— What is required —
Reproduce the listing below with "Markers" replaced by "Points" everywhere and everything else unchanged, and omit the pictures from your answer.

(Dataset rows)
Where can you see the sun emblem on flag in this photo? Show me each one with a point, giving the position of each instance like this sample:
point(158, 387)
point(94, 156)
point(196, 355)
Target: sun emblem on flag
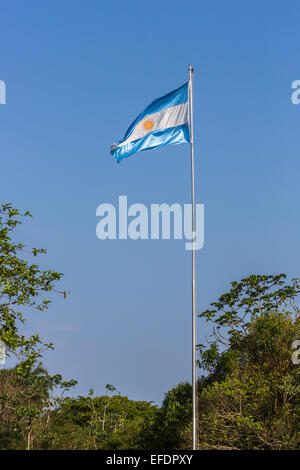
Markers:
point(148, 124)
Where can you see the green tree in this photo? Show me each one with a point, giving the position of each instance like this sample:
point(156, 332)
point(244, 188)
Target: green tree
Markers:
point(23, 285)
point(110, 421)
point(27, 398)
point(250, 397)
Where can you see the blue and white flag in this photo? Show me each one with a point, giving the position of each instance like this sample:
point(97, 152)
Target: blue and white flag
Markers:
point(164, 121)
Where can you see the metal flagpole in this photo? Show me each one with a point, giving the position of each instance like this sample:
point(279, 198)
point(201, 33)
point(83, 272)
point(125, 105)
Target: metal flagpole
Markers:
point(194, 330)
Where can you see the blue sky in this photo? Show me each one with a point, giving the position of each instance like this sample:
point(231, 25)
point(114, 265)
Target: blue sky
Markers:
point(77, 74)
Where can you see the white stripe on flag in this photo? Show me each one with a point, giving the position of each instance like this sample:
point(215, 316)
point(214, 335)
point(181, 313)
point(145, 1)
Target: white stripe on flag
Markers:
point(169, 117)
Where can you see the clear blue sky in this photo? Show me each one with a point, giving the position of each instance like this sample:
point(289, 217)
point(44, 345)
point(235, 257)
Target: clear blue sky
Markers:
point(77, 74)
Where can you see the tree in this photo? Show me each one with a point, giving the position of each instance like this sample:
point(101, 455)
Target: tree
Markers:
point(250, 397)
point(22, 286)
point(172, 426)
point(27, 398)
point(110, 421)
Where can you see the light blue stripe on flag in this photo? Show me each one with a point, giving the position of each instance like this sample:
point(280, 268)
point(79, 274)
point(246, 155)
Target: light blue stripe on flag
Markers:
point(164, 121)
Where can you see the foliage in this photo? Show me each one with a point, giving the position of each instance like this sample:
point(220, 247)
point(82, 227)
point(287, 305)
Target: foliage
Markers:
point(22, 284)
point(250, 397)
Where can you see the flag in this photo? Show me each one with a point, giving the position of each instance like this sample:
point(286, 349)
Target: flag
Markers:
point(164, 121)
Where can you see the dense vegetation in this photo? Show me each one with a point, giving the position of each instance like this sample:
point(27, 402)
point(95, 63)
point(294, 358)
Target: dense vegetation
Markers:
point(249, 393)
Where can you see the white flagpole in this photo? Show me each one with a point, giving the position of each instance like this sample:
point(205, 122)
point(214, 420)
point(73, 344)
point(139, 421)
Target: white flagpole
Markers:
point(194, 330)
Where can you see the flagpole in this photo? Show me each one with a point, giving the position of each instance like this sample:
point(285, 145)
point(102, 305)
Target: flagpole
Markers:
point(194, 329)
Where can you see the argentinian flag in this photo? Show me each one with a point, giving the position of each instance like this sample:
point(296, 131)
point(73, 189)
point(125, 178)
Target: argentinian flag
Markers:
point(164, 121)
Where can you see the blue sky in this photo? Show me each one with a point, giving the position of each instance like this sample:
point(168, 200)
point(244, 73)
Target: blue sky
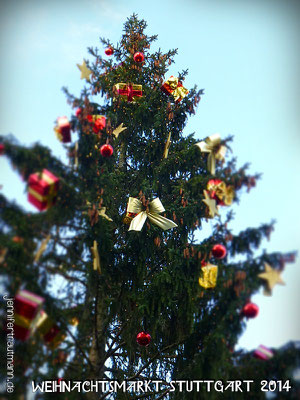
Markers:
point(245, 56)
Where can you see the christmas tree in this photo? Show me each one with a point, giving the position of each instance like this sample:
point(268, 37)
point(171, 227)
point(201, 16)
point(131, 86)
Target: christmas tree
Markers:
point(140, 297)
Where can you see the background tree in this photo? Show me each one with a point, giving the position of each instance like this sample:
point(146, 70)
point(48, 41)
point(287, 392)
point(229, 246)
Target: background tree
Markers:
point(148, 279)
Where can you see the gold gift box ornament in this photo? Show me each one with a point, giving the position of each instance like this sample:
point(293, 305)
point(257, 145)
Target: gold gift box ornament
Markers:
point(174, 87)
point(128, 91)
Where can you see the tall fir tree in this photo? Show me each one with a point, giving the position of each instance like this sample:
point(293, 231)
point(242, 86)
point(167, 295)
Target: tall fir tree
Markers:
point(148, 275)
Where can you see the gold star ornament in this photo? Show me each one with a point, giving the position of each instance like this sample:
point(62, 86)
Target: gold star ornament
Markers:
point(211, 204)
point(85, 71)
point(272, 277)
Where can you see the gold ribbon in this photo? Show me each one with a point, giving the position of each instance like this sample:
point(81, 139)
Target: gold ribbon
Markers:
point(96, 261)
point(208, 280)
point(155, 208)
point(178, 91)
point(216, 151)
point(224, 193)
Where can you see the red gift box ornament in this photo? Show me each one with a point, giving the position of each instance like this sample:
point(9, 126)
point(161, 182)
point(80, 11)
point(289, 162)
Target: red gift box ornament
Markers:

— Task response —
Where can you see the sun emblem on flag in this photo? Show me each one with a point, giving the position of each instance like this sample:
point(158, 387)
point(94, 156)
point(196, 355)
Target: sun emblem on flag
Points:
point(148, 124)
Where can you see the green tree in this photo? Show me each one with a point, giving the position of each instance like this sample:
point(156, 332)
point(244, 188)
Target: green tree
Points:
point(23, 285)
point(110, 421)
point(27, 398)
point(250, 397)
Where can you see the blue and white flag in this photo? Show me each one with a point, giving the position of each instance like this sample:
point(97, 152)
Target: blue and white flag
Points:
point(164, 121)
Where can you see the metal flagpole in this photo? Show me each one with a point, giving the position of each instance like this sample:
point(279, 198)
point(201, 33)
point(83, 272)
point(125, 105)
Target: metal flagpole
Points:
point(194, 330)
Where can you see the blue sky in this photo? Show me each one with a point, giving the position of each instance like this sample:
point(231, 25)
point(114, 265)
Target: blue sky
Points:
point(77, 74)
Where can you see the white stripe on flag in this photo? Show me each one with a point, giving the position of each instance like this sample:
point(215, 316)
point(214, 335)
point(181, 313)
point(145, 1)
Target: white stripe on flag
Points:
point(169, 117)
Where can you see the clear blue sky in this photo? Show me each one with a point, giving the position of each instance like this sample:
point(289, 217)
point(44, 345)
point(235, 257)
Target: clear blue sky
Points:
point(77, 74)
Where can you see the tree in this photo? Show me each one with a point, giving the position of each instance like this sample:
point(101, 455)
Target: tree
Points:
point(250, 397)
point(22, 286)
point(172, 426)
point(27, 398)
point(110, 421)
Where can you see the light blue stripe on flag in this photo? Show me each one with a point, giving the position of each instance like this sample:
point(280, 268)
point(79, 274)
point(246, 155)
Target: light blue stripe on flag
Points:
point(164, 121)
Where can you see the foliage in this photo? Show me each one with a point, giving the position of each instance like this sample:
point(220, 247)
point(82, 227)
point(287, 305)
Target: foliage
Points:
point(22, 284)
point(250, 397)
Where can you see the flag in this photo? Show me each one with a point, giving the position of each instance like this sample:
point(286, 349)
Target: flag
Points:
point(164, 121)
Where can you see the dense vegetation in this photo? Show me each one with a point, giving the position of each instance like this sample:
point(27, 402)
point(95, 63)
point(294, 358)
Target: dense vegetation
Points:
point(249, 393)
Where can you see the white flagpole in this photo? Show me each one with a point, giving the position of each instance like this sample:
point(205, 122)
point(214, 420)
point(73, 344)
point(139, 421)
Target: white flagpole
Points:
point(194, 330)
Where can you see the flagpole in this photo? Show me each one with a point, giving the position of each instance like this sample:
point(285, 145)
point(102, 305)
Target: flagpole
Points:
point(194, 329)
Where can you see the argentinian flag in this photo? Show me each one with a point, giving the position of each instance like this sample:
point(296, 131)
point(73, 189)
point(125, 178)
Target: argentinian flag
Points:
point(164, 121)
Where can you see the blue sky in this photo? Show me each one with a point, giving the position of each instance like this sample:
point(168, 200)
point(244, 73)
Target: blue sky
Points:
point(245, 56)
Where can you see the christmas tree in this photo? Show me each one with a point, giving the position of each instance like this sample:
point(268, 37)
point(171, 227)
point(201, 16)
point(131, 86)
Target: christmas tree
Points:
point(140, 297)
Where can you see the background tree in this photo? Show me each one with a point, giving the position of each instance like this sample:
point(146, 70)
point(48, 41)
point(287, 392)
point(229, 246)
Target: background tree
Points:
point(148, 279)
Where can you see the gold gift box ornament in this photo? Show me each one with a point, giving the position of each instance like this sample:
point(293, 305)
point(257, 145)
Target: gold gift box ornament
Points:
point(174, 87)
point(128, 91)
Where can you see the tall fir tree in this photo? Show me each one with a point, giving the position of each instance like this sample:
point(293, 231)
point(242, 86)
point(167, 295)
Target: tall fir tree
Points:
point(148, 275)
Where can you see the gold star ornament in this photo? Show me each one with a point, giving the position of each instance like this sample:
point(62, 86)
Target: gold star ornament
Points:
point(211, 204)
point(85, 71)
point(272, 277)
Where can you see the gold ribbon in this photo? Show me each one with a point, giving the position of each instance like this sample:
point(81, 139)
Target: gold ribbon
Points:
point(96, 261)
point(208, 280)
point(155, 208)
point(178, 91)
point(216, 151)
point(224, 193)
Where can you see the red gift box ornament in this photo? Show me each one with a point, giving the position of each instance like this sample:
point(9, 126)
point(161, 182)
point(80, 11)
point(289, 162)
Target: red gift box ornament
Points:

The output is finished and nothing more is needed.